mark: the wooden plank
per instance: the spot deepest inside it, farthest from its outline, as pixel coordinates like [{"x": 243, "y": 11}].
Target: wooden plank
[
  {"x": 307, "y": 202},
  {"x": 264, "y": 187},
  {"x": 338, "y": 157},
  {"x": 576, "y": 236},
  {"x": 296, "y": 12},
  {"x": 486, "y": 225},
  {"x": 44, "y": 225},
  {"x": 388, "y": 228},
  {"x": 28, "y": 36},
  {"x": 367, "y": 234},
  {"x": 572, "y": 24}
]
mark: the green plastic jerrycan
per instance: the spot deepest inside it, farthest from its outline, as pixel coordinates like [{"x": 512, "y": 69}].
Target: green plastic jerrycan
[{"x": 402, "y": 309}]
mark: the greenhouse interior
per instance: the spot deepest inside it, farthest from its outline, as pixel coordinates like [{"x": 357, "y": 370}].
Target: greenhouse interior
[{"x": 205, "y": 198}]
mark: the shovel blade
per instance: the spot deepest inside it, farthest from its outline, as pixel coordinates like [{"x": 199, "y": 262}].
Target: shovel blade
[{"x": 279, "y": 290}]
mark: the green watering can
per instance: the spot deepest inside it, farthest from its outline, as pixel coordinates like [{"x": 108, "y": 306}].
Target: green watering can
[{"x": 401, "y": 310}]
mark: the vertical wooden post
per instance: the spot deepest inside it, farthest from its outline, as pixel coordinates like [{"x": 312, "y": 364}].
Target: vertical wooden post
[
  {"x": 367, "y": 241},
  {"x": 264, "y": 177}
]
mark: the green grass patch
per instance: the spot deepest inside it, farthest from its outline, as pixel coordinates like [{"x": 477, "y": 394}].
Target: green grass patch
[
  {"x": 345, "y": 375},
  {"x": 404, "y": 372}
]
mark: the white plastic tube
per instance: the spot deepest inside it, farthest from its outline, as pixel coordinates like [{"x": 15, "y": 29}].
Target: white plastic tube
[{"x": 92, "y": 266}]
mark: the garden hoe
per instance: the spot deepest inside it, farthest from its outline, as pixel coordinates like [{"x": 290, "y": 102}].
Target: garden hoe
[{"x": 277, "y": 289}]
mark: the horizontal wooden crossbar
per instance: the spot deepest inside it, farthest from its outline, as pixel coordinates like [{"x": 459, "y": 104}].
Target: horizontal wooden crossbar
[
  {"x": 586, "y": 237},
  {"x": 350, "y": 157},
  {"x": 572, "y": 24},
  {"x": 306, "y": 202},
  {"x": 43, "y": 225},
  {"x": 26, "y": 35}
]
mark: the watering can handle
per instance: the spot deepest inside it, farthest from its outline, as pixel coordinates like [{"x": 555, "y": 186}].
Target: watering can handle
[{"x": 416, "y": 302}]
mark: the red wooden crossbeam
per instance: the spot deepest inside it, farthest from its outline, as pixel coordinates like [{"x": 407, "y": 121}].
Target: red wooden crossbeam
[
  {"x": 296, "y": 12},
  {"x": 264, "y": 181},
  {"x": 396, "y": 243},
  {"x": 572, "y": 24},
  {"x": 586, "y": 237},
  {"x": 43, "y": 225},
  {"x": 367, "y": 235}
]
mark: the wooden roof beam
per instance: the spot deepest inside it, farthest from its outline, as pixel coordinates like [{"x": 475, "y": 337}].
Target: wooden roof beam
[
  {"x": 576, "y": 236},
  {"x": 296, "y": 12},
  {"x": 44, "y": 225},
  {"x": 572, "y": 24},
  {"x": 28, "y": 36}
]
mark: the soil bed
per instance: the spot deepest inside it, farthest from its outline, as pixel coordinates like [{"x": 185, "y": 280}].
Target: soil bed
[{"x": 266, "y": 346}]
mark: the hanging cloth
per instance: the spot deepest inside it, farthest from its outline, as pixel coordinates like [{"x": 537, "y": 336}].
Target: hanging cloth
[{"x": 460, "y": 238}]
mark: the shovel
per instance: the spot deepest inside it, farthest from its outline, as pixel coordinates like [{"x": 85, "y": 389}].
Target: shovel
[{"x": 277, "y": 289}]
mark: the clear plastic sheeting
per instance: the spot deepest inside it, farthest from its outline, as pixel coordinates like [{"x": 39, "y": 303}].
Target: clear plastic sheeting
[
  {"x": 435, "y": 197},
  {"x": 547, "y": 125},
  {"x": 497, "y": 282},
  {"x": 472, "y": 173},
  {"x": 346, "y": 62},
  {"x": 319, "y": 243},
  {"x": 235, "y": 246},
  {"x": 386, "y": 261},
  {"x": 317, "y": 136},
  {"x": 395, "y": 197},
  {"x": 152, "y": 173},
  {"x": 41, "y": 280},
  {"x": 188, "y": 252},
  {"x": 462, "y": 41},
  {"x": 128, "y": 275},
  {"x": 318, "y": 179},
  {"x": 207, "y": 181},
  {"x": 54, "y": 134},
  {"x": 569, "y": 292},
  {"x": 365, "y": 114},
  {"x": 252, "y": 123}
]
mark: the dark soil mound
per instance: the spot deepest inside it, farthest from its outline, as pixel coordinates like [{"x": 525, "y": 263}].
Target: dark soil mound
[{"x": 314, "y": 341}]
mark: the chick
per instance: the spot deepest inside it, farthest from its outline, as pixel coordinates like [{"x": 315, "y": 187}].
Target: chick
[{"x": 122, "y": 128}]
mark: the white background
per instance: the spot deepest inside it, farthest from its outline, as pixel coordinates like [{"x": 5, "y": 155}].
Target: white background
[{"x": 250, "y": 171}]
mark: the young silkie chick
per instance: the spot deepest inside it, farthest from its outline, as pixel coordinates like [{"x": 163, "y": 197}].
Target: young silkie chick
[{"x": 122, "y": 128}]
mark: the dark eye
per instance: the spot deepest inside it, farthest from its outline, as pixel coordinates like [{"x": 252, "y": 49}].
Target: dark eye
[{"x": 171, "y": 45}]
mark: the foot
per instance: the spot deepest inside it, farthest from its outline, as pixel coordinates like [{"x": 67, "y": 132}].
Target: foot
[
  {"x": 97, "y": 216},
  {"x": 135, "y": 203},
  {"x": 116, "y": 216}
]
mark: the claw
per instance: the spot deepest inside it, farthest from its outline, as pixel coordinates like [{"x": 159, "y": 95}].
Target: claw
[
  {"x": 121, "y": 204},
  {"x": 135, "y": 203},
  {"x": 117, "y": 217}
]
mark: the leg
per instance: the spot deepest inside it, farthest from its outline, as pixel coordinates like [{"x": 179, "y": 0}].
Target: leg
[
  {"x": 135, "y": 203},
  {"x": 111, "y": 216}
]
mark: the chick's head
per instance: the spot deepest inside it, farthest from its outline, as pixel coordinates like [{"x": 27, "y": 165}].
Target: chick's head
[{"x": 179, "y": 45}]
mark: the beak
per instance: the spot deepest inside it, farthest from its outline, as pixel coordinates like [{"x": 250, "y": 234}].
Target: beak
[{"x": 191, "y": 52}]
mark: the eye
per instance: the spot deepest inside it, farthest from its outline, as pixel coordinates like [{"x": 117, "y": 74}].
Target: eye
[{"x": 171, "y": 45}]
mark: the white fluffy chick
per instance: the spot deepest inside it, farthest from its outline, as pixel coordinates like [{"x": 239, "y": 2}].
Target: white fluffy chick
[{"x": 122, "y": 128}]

**********

Nothing but the lines from the line with "mark: the chick's head" to the last line of the listing above should appear; please retype them exactly, both ends included.

• Response to the exercise:
mark: the chick's head
per instance: the spot deepest inside it, farthest from its outline, as pixel coordinates like [{"x": 27, "y": 165}].
Target: chick's head
[{"x": 179, "y": 45}]
mark: the beak
per instance: the spot deepest inside it, farthest from its outline, as pixel coordinates like [{"x": 250, "y": 234}].
Target: beak
[{"x": 191, "y": 52}]
mark: the eye
per instance: the spot deepest inside it, farthest from its outline, as pixel coordinates like [{"x": 117, "y": 74}].
Target: eye
[{"x": 171, "y": 45}]
mark: the white fluffy chick
per instance: the spot deepest inside it, farthest from its outline, as pixel coordinates like [{"x": 239, "y": 2}].
Target: white fluffy chick
[{"x": 122, "y": 128}]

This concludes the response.